### PASSAGE GIVEN
>> START

Morning Markets: Dollar steadies but mood remains skittish
- Sweden: CPI (08:30 GMT)
- Germany: ZEW Indicator of Economic Sentiment (10:00 GMT)
- Ireland: CPI (11:00 GMT)
- Canada: Wholesale Sales (13:30 GMT)
- EU: Flash Consumer Confidence Indicator (15:00 GMT)
The US dollar has steadied in Asian trade, logging marginal gains against its peers. But sentiment remains skittish and the possibility of a further bout of volatility will persist for as long as investors harbour concern about the negative fiscal and current account implications of President Trump's tax giveaway.
In equities, an extended winning streak ended yesterday afternoon in Europe and this softness extended into Asia with Japan's Topix and Nikkei both in negative territory. Chinese exchanges and several others in the region remain closed for holidays so the next big question is whether US equities track lower when they resume trading after yesterday's Presidents' Day break.
Today's data release menu includes inflation updates from Sweden and Ireland as well as the ZEW economic sentiment index from Germany and a consumer confidence reading from the Eurozone.
Confidence of a different type will be on display in Austria today when the UK's Brexit secretary, David Davis delivers a keynote address. According to the Guardian, Davis will say that fears the Tories will plunge Britain into a “Mad Max-style world borrowed from dystopian fiction” after leaving the EU are unfounded. But another story, on Bloomberg, paints a very different picture: "Prime Minister Theresa May’s team is eyeing up a contingency plan to hold back billions of pounds in Brexit payments, if the European Union refuses to give the U.K. the trade deal it wants."

>> END

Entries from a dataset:
>> START

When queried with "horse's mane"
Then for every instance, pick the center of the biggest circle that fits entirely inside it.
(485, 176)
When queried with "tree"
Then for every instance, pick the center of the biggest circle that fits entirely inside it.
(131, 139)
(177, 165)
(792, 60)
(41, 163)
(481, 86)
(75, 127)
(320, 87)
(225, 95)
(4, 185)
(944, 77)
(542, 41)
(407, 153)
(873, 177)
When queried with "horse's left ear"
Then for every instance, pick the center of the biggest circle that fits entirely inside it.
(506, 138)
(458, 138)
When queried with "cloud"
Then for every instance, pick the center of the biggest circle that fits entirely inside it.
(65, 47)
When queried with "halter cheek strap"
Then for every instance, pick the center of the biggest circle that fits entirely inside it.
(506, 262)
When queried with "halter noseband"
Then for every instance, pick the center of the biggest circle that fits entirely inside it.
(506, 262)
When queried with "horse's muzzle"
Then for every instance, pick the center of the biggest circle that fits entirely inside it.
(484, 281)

>> END
>> START

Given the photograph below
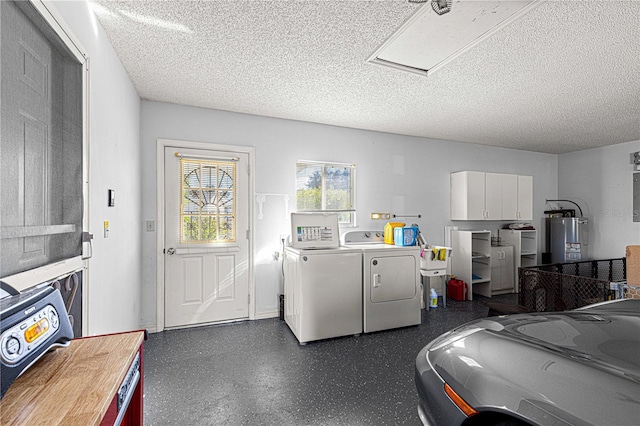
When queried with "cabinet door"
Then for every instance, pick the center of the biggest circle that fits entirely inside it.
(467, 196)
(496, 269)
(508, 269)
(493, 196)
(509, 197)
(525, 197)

>> END
>> START

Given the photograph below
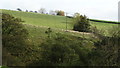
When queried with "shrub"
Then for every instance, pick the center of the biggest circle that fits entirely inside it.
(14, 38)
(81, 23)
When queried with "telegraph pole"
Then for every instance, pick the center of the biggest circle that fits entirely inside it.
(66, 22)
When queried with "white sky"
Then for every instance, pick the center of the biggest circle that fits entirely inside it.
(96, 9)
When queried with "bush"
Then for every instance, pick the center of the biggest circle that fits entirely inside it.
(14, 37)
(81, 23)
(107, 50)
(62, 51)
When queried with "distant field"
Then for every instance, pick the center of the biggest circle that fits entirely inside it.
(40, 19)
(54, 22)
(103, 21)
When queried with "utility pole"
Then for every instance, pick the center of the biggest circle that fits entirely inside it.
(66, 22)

>> END

Copy out the passage of the morning markets commentary above from "Morning Markets: Dollar" to "Indicator (15:00 GMT)".

Morning Markets: Dollar steadies but mood remains skittish
- Sweden: CPI (08:30 GMT)
- Germany: ZEW Indicator of Economic Sentiment (10:00 GMT)
- Ireland: CPI (11:00 GMT)
- Canada: Wholesale Sales (13:30 GMT)
- EU: Flash Consumer Confidence Indicator (15:00 GMT)